- _Task directions_
Collect every line below that contains the string "skull", copying each one in full. Matching is case-sensitive.

- _Extracted entries_
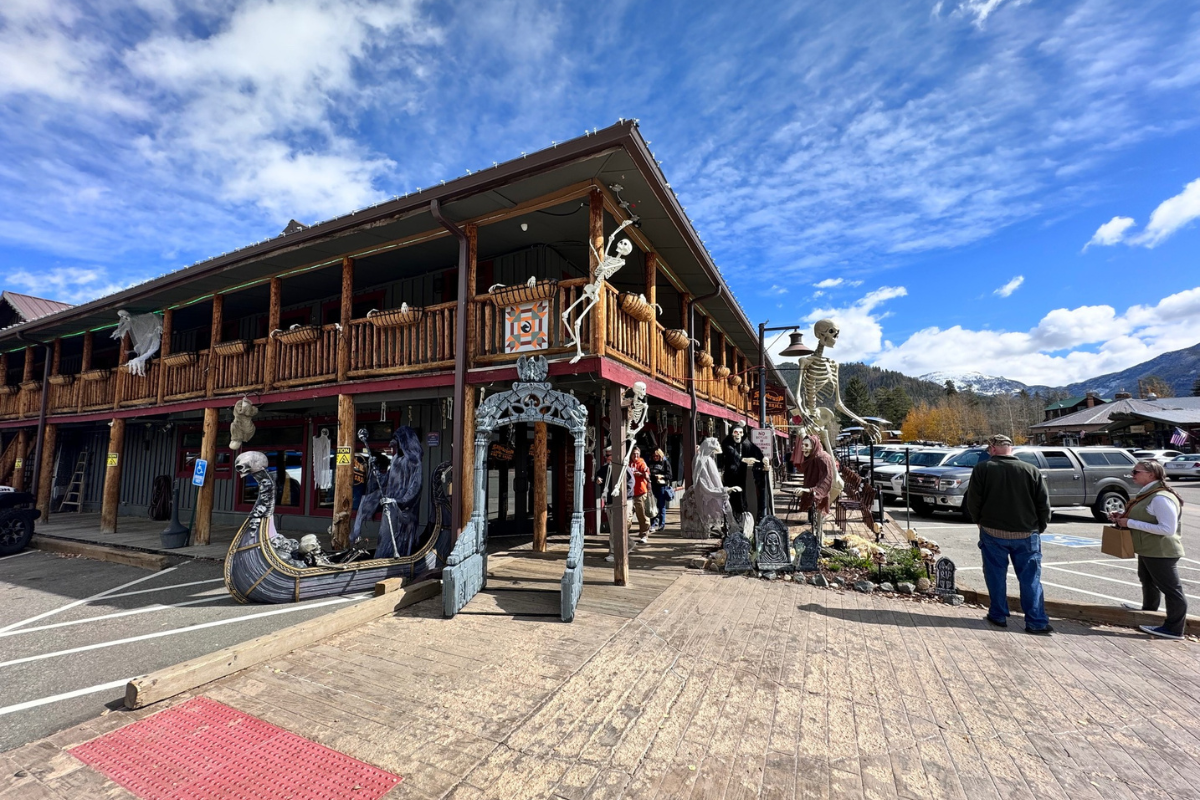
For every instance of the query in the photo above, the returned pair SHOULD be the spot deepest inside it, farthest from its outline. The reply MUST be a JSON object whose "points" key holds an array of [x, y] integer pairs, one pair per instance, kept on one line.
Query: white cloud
{"points": [[1110, 233], [1011, 287]]}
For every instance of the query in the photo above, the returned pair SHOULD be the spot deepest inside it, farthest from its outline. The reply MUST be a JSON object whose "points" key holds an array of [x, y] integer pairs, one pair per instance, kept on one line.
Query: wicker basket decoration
{"points": [[636, 306], [233, 347], [297, 335], [529, 292], [402, 317], [676, 338], [183, 359]]}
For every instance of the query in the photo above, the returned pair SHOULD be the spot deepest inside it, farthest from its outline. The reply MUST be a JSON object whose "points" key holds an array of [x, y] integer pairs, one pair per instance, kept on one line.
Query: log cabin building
{"points": [[299, 325]]}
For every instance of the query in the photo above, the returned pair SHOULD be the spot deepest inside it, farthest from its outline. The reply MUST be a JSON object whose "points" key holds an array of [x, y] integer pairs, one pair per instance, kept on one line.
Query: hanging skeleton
{"points": [[606, 266], [145, 336]]}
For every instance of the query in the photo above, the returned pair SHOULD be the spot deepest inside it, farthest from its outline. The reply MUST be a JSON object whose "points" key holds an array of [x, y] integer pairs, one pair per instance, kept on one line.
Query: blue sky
{"points": [[935, 169]]}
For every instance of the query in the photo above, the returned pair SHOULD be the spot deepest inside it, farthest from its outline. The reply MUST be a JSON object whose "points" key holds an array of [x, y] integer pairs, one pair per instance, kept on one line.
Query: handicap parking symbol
{"points": [[1069, 541]]}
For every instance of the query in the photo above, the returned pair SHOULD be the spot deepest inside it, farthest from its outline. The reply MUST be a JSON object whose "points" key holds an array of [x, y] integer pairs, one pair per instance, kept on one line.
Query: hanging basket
{"points": [[513, 295], [183, 359], [636, 306], [396, 317], [676, 338], [235, 347], [299, 335]]}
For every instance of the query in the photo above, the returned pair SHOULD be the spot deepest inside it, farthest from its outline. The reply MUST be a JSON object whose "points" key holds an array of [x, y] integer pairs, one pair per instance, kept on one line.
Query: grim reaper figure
{"points": [[145, 335], [397, 491]]}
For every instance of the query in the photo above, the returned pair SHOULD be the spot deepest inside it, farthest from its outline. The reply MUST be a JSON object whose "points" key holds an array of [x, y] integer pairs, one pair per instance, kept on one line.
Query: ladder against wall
{"points": [[73, 498]]}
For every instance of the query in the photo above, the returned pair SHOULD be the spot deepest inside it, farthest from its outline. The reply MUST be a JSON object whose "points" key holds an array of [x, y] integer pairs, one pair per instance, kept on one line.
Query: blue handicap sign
{"points": [[1069, 541], [202, 468]]}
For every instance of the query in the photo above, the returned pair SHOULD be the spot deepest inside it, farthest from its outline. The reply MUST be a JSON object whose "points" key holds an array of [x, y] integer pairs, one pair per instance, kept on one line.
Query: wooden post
{"points": [[618, 521], [539, 487], [168, 324], [347, 314], [595, 235], [46, 474], [466, 483], [113, 476], [214, 340], [18, 465], [273, 344], [203, 528], [343, 473]]}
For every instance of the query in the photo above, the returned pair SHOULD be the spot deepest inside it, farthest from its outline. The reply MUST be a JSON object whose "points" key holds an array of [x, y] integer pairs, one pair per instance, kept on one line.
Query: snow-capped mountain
{"points": [[978, 382]]}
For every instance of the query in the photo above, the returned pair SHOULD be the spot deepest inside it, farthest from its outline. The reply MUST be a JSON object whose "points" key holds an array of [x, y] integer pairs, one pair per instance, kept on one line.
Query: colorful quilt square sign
{"points": [[527, 326]]}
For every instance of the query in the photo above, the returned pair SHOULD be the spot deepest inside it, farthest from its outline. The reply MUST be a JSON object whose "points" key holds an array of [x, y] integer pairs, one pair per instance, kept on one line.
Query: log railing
{"points": [[426, 344], [310, 362]]}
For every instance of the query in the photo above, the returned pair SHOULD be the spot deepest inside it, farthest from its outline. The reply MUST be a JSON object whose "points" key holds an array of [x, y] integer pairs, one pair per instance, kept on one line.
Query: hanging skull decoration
{"points": [[145, 336]]}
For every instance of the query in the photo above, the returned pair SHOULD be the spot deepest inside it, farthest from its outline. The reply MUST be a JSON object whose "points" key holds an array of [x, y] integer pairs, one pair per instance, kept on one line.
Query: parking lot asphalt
{"points": [[73, 631], [1073, 567]]}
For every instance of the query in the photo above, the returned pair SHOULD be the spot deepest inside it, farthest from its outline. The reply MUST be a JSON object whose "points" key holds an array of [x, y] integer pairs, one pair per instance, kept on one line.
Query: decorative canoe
{"points": [[256, 573]]}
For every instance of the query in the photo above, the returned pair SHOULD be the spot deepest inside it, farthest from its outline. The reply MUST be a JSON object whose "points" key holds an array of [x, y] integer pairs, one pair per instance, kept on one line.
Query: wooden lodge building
{"points": [[333, 365]]}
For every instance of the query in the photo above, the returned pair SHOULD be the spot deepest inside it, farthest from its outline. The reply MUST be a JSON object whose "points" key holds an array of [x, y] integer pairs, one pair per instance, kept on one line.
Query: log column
{"points": [[595, 235], [343, 473], [346, 317], [539, 487], [113, 464], [202, 530], [273, 344], [46, 474]]}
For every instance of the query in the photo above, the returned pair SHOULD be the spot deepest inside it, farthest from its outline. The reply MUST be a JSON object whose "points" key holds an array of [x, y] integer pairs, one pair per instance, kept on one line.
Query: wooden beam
{"points": [[343, 471], [539, 487], [114, 462], [202, 530], [273, 344], [46, 473], [618, 519], [204, 669]]}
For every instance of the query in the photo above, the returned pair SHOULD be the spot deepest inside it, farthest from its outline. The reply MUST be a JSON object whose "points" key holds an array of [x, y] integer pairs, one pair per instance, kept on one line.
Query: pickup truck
{"points": [[1096, 477]]}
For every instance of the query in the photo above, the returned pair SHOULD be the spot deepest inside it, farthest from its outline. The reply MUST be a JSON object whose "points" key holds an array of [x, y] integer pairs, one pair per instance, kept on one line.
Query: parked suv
{"points": [[1097, 477]]}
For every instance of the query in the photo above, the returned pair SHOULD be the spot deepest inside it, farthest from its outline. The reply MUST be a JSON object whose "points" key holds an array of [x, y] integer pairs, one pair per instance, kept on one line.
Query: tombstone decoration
{"points": [[808, 552], [943, 573], [738, 545], [772, 539]]}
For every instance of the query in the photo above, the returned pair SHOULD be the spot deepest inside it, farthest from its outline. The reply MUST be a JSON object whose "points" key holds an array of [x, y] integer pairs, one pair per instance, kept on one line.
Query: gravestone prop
{"points": [[943, 572], [808, 552], [772, 539]]}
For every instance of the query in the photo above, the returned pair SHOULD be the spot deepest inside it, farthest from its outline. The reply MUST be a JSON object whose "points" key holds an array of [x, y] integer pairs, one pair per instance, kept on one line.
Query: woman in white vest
{"points": [[1155, 522]]}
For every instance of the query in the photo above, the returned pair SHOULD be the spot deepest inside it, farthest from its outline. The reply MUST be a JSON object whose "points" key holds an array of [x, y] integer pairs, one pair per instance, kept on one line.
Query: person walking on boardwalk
{"points": [[1009, 501], [1156, 525]]}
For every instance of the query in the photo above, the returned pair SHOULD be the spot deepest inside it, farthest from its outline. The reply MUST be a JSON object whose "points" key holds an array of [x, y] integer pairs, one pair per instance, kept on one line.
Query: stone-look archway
{"points": [[531, 400]]}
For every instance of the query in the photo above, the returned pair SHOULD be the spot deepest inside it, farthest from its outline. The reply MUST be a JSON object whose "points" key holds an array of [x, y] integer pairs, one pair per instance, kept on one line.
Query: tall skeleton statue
{"points": [[639, 413], [819, 384], [606, 266]]}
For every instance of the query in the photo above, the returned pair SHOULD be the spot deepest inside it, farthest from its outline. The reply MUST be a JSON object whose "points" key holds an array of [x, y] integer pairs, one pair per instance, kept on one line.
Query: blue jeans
{"points": [[1026, 557]]}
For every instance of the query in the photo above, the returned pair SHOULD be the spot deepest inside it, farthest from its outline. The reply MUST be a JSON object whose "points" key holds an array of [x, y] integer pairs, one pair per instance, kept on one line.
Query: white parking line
{"points": [[181, 630], [87, 600], [64, 696], [144, 609]]}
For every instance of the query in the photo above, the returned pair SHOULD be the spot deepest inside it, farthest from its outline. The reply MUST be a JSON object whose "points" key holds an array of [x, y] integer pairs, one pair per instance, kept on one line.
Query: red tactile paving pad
{"points": [[204, 750]]}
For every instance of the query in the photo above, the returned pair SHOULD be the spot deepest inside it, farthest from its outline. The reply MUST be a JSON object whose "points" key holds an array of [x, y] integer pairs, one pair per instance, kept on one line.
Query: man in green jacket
{"points": [[1009, 501]]}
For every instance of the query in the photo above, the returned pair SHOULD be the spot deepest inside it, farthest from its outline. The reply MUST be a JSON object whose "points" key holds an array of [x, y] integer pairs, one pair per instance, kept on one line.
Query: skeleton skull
{"points": [[826, 332]]}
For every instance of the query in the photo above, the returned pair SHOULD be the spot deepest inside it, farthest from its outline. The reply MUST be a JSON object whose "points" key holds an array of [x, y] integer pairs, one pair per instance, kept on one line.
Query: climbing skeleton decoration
{"points": [[145, 335], [606, 266]]}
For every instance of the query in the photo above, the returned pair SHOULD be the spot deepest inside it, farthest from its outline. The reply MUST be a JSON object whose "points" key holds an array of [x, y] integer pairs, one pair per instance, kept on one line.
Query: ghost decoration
{"points": [[145, 335], [241, 429]]}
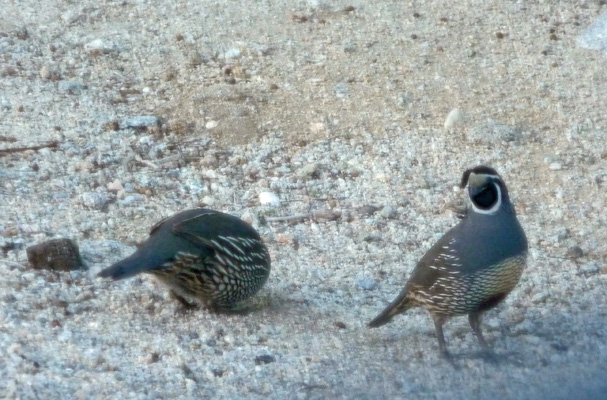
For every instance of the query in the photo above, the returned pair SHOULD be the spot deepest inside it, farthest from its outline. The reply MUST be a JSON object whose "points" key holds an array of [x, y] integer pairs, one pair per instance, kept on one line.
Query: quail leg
{"points": [[439, 320], [475, 322]]}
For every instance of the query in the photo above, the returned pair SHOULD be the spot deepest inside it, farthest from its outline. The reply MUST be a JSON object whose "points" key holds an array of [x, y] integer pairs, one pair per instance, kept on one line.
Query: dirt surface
{"points": [[116, 114]]}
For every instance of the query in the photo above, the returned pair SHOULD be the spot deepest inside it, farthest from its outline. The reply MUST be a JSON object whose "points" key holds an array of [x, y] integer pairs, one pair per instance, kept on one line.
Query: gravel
{"points": [[114, 115]]}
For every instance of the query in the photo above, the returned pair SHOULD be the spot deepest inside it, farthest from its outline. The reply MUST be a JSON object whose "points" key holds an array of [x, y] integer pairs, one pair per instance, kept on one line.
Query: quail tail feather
{"points": [[400, 305]]}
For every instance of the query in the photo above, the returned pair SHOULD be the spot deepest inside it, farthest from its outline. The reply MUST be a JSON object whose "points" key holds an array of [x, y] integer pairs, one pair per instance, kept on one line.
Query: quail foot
{"points": [[474, 266]]}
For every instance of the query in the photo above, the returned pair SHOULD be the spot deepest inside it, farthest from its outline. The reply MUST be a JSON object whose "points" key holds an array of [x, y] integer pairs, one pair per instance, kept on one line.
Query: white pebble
{"points": [[232, 53], [269, 199], [454, 117]]}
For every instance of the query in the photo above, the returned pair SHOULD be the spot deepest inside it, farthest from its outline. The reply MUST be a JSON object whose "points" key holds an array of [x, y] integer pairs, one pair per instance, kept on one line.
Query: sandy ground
{"points": [[335, 106]]}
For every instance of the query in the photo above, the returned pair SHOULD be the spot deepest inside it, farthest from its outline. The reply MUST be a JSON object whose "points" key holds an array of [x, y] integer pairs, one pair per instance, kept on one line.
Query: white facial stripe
{"points": [[495, 207]]}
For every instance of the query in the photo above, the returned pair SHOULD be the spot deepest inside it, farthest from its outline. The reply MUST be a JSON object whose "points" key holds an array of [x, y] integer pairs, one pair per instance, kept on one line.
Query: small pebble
{"points": [[454, 117], [71, 87], [269, 199], [264, 359], [94, 200], [388, 212], [366, 283], [232, 53], [103, 46], [55, 255], [494, 131], [590, 268], [140, 122], [211, 124]]}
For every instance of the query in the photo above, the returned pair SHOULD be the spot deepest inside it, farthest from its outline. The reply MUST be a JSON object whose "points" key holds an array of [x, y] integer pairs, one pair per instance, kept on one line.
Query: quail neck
{"points": [[491, 220]]}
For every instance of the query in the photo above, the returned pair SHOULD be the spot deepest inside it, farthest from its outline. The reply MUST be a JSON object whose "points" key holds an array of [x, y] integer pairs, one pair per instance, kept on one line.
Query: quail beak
{"points": [[475, 183]]}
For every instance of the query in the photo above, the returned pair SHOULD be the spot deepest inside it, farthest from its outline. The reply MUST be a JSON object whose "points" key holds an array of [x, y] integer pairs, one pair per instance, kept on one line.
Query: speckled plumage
{"points": [[212, 257], [474, 266]]}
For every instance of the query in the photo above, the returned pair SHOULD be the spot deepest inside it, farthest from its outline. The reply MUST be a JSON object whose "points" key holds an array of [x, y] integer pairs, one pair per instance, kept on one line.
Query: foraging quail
{"points": [[474, 266], [202, 254]]}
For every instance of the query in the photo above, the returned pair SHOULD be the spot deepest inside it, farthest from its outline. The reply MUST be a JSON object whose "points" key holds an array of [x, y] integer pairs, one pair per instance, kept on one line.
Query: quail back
{"points": [[201, 254], [474, 266]]}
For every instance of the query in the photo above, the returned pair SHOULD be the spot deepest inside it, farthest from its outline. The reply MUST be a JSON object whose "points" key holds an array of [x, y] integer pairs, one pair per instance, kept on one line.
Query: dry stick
{"points": [[288, 218], [323, 214], [53, 144]]}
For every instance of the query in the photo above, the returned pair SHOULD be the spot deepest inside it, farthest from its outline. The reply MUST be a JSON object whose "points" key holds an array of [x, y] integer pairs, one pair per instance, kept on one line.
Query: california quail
{"points": [[474, 266], [201, 254]]}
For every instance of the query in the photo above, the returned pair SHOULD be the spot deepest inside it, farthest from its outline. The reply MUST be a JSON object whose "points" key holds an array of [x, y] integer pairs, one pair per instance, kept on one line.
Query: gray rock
{"points": [[590, 268], [94, 200], [366, 283], [71, 87], [494, 131], [140, 122], [55, 255], [388, 212]]}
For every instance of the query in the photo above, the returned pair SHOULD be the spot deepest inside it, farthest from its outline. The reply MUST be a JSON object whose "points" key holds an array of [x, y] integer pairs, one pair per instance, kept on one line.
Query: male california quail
{"points": [[474, 266], [201, 254]]}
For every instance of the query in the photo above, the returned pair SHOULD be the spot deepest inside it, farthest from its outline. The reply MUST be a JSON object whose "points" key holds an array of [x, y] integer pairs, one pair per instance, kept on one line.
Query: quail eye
{"points": [[486, 197]]}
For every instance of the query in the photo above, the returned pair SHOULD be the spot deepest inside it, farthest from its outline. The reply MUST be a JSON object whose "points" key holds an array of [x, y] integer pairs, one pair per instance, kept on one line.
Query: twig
{"points": [[321, 214], [53, 144], [288, 218]]}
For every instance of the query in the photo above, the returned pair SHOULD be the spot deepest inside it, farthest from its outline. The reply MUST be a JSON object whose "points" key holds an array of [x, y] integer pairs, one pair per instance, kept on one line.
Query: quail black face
{"points": [[485, 188], [474, 266]]}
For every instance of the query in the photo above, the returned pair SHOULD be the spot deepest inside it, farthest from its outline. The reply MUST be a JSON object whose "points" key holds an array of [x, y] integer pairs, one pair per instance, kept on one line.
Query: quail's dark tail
{"points": [[400, 305], [125, 268]]}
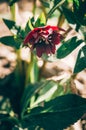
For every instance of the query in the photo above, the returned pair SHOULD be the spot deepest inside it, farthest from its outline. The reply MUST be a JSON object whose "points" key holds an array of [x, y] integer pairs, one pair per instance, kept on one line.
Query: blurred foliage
{"points": [[29, 101]]}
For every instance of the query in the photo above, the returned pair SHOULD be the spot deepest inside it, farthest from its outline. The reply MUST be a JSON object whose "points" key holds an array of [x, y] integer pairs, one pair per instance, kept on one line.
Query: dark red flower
{"points": [[44, 39]]}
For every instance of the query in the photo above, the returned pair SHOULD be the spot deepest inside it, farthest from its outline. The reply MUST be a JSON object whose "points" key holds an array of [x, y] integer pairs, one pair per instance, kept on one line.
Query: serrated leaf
{"points": [[41, 21], [9, 23], [67, 47], [58, 4], [45, 3], [81, 60], [9, 41], [57, 114]]}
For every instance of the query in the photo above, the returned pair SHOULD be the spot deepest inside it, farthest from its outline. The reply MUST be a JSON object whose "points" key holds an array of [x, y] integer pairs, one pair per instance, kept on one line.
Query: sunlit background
{"points": [[57, 70]]}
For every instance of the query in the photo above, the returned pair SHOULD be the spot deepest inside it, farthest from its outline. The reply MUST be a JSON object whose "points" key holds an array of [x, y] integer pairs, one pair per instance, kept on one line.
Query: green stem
{"points": [[54, 8], [13, 12]]}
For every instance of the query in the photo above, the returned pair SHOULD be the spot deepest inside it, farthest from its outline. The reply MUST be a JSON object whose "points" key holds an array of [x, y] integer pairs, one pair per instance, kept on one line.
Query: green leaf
{"points": [[69, 15], [45, 3], [67, 47], [58, 4], [29, 26], [41, 21], [9, 41], [11, 2], [57, 114], [9, 23], [81, 60], [44, 89]]}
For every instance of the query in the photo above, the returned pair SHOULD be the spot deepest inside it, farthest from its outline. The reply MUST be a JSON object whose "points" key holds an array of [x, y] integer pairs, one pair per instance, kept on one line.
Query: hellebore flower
{"points": [[44, 39]]}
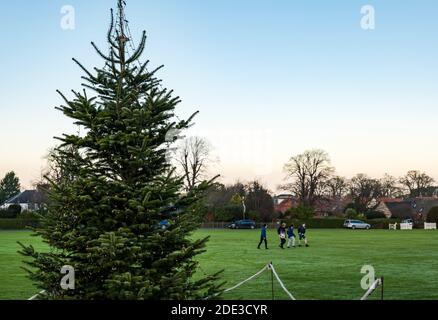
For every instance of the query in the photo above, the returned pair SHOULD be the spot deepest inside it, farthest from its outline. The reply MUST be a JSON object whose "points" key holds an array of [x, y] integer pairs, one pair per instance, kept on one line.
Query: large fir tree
{"points": [[9, 186], [116, 186]]}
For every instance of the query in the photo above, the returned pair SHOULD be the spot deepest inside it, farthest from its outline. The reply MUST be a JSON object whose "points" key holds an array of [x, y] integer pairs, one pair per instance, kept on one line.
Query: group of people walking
{"points": [[286, 234]]}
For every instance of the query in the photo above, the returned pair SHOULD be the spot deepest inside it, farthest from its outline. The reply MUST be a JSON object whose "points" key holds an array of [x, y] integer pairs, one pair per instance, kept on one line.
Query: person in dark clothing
{"points": [[291, 236], [302, 235], [282, 234], [263, 237]]}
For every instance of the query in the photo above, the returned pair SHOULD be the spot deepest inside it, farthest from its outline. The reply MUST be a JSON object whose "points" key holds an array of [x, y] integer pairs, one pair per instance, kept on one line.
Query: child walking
{"points": [[263, 237]]}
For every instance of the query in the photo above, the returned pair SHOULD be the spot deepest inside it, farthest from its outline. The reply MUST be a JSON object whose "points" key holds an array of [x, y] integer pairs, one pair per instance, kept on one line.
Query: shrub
{"points": [[432, 216], [29, 215], [254, 215]]}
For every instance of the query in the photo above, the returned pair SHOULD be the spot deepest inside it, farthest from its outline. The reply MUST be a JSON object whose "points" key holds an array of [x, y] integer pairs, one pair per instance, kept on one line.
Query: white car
{"points": [[356, 224]]}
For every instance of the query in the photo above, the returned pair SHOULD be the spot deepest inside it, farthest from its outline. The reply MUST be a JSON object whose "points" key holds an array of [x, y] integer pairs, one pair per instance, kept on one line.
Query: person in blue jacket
{"points": [[302, 235], [291, 236], [282, 234], [263, 237]]}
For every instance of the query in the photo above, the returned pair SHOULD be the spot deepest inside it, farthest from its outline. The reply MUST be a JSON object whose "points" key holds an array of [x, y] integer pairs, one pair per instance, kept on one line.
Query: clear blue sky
{"points": [[271, 79]]}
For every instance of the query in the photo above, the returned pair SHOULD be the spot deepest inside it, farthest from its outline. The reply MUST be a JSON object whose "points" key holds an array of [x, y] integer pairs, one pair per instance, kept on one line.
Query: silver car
{"points": [[356, 224]]}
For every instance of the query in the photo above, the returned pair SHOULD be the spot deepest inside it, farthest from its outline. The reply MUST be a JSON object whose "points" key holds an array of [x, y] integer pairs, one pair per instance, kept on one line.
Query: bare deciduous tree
{"points": [[336, 187], [193, 158], [390, 187], [308, 171], [416, 182], [364, 191]]}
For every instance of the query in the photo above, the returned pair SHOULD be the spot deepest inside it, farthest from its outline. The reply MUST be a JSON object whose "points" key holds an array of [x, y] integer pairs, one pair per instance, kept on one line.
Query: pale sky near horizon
{"points": [[270, 79]]}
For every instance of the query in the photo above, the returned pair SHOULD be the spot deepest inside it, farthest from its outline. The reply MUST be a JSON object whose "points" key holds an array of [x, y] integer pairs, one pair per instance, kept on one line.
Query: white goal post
{"points": [[406, 226], [429, 226]]}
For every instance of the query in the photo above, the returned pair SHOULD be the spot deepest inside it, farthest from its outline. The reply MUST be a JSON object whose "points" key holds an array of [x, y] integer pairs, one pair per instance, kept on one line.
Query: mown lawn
{"points": [[328, 269]]}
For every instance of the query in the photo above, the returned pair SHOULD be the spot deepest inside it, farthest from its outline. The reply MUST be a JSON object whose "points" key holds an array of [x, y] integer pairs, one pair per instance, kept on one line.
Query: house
{"points": [[414, 208], [331, 206], [28, 200]]}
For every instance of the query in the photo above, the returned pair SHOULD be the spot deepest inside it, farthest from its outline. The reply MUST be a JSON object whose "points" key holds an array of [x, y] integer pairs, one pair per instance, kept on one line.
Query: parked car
{"points": [[242, 224], [356, 224], [164, 224]]}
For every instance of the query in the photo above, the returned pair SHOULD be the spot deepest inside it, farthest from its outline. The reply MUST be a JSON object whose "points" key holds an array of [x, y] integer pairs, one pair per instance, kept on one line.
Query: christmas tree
{"points": [[116, 186]]}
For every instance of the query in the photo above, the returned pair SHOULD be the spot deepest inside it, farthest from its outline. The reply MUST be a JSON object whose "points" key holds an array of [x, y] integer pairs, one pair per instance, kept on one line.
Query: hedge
{"points": [[339, 223], [17, 224]]}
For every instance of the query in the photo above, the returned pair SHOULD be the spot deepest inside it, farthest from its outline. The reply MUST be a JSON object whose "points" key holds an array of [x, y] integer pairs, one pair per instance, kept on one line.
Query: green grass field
{"points": [[328, 269]]}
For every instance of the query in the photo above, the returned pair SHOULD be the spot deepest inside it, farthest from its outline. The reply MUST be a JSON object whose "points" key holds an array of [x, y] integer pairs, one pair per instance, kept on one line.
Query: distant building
{"points": [[284, 202], [28, 200], [414, 208]]}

- _Full solution_
Query: hanging skull decoration
Query: skeleton skull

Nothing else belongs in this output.